Find every line below that contains the word "green", and copy each of those lines.

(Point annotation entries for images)
****************************************
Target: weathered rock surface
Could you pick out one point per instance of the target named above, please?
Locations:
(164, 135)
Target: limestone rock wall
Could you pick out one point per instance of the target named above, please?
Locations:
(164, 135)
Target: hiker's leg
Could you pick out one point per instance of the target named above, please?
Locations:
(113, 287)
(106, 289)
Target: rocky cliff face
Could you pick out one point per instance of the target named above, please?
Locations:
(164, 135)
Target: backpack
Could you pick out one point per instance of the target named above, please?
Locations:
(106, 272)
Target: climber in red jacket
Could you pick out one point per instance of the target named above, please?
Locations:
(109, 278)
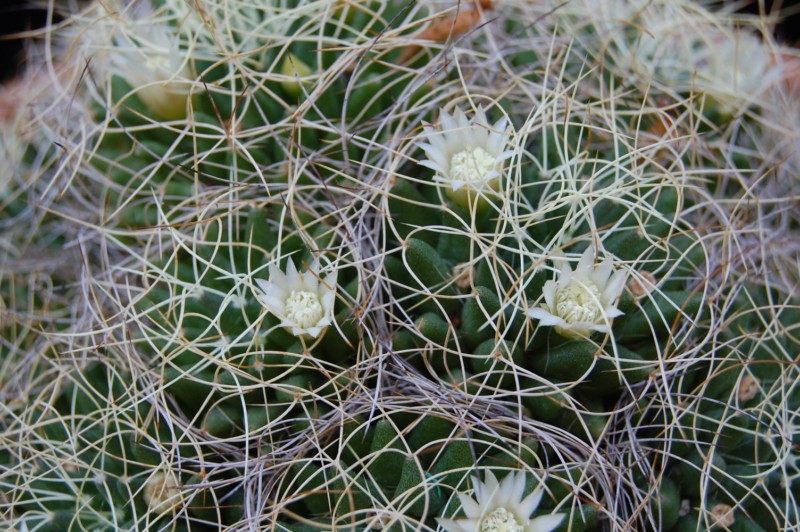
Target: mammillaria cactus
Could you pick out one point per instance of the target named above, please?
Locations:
(375, 265)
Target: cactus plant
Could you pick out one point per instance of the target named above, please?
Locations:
(375, 265)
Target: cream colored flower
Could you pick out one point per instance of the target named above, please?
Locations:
(148, 56)
(302, 301)
(467, 155)
(581, 301)
(501, 507)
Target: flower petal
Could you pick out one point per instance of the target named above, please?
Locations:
(545, 523)
(546, 319)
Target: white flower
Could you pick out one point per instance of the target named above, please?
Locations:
(581, 301)
(501, 507)
(467, 155)
(147, 55)
(302, 301)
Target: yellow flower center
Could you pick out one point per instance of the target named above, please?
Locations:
(304, 309)
(471, 165)
(500, 520)
(579, 302)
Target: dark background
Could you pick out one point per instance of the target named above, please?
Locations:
(19, 15)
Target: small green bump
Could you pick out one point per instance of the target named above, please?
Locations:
(568, 362)
(296, 69)
(388, 453)
(477, 315)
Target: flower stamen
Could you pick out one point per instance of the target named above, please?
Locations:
(500, 520)
(304, 308)
(471, 165)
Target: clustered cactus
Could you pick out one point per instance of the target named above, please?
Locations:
(330, 265)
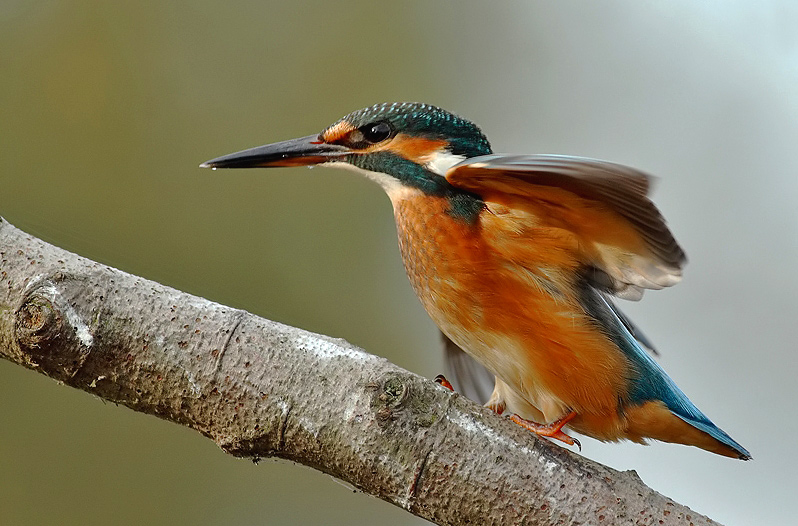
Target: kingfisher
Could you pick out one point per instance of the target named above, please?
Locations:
(517, 259)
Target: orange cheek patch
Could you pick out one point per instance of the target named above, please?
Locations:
(415, 149)
(337, 132)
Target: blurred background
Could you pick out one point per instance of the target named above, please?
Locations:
(107, 108)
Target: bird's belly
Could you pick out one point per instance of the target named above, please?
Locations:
(520, 319)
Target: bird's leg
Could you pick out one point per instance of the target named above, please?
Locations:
(441, 380)
(552, 430)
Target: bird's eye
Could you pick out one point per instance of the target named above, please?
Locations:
(376, 132)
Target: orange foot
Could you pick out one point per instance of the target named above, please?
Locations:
(553, 430)
(440, 379)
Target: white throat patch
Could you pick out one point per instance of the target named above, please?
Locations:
(441, 161)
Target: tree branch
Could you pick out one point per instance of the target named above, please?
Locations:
(261, 389)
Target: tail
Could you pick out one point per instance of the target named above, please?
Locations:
(654, 420)
(657, 408)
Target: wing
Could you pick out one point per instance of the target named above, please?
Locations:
(619, 236)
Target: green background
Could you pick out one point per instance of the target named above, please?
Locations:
(107, 108)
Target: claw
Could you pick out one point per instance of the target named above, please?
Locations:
(552, 430)
(441, 380)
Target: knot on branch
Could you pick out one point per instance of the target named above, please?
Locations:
(50, 333)
(37, 322)
(401, 394)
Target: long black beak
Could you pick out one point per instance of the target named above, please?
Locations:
(295, 152)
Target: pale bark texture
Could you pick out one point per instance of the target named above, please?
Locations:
(261, 389)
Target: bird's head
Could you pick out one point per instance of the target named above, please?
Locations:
(396, 144)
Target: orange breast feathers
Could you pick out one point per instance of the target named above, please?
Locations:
(504, 290)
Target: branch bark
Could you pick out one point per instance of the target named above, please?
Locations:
(262, 389)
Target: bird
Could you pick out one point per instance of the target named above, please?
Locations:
(518, 259)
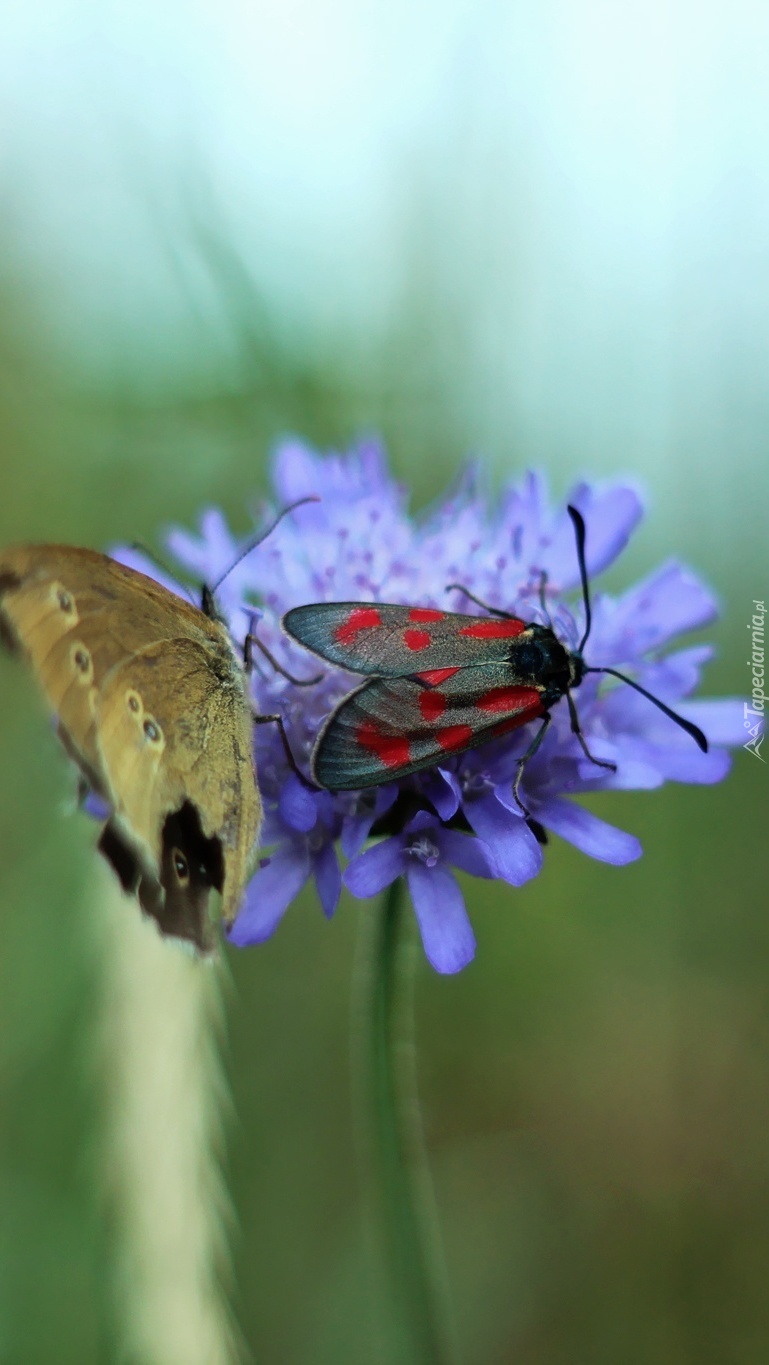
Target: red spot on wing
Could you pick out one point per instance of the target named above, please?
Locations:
(514, 722)
(508, 699)
(493, 628)
(425, 613)
(454, 736)
(392, 750)
(436, 676)
(432, 705)
(417, 639)
(361, 619)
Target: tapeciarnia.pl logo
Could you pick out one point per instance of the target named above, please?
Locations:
(753, 710)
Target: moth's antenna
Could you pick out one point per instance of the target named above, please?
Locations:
(578, 520)
(686, 725)
(258, 539)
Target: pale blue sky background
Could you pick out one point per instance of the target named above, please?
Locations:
(578, 190)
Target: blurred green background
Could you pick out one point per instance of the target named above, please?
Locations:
(541, 238)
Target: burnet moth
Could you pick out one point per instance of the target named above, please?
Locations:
(443, 683)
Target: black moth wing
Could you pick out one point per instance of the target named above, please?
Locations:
(391, 640)
(392, 726)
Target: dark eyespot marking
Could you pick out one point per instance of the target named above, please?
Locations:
(180, 867)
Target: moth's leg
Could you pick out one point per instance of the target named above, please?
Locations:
(492, 610)
(525, 758)
(249, 662)
(292, 765)
(577, 730)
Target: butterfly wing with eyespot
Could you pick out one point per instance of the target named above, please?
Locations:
(81, 617)
(175, 733)
(75, 614)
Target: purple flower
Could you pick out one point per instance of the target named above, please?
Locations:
(359, 543)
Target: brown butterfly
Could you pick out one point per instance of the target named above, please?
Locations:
(152, 703)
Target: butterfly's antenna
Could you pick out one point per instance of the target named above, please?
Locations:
(261, 537)
(686, 725)
(160, 564)
(578, 520)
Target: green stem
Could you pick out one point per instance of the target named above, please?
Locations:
(392, 1139)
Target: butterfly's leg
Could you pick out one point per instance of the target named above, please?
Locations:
(525, 758)
(492, 610)
(249, 662)
(292, 765)
(577, 730)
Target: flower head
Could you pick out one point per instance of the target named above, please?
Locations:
(361, 543)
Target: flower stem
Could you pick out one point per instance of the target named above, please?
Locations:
(167, 1102)
(392, 1144)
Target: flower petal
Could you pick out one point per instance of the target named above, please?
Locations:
(269, 894)
(588, 833)
(328, 878)
(366, 811)
(515, 851)
(611, 515)
(298, 806)
(447, 934)
(376, 868)
(723, 720)
(466, 852)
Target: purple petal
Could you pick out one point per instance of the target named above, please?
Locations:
(328, 878)
(515, 851)
(588, 833)
(376, 868)
(298, 806)
(723, 720)
(269, 894)
(358, 822)
(466, 852)
(447, 934)
(667, 602)
(443, 791)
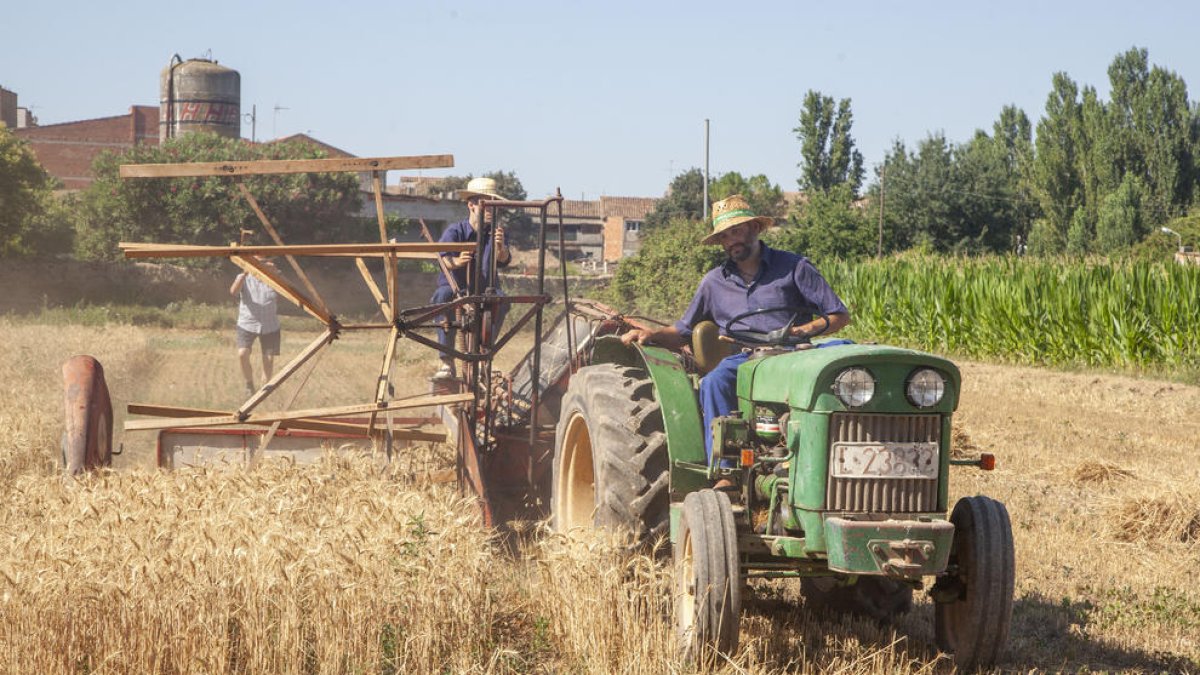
****************************************
PROBLEM SOLUTION:
Target: small green bump
Target: green background
Target: blurred green background
Target: green stem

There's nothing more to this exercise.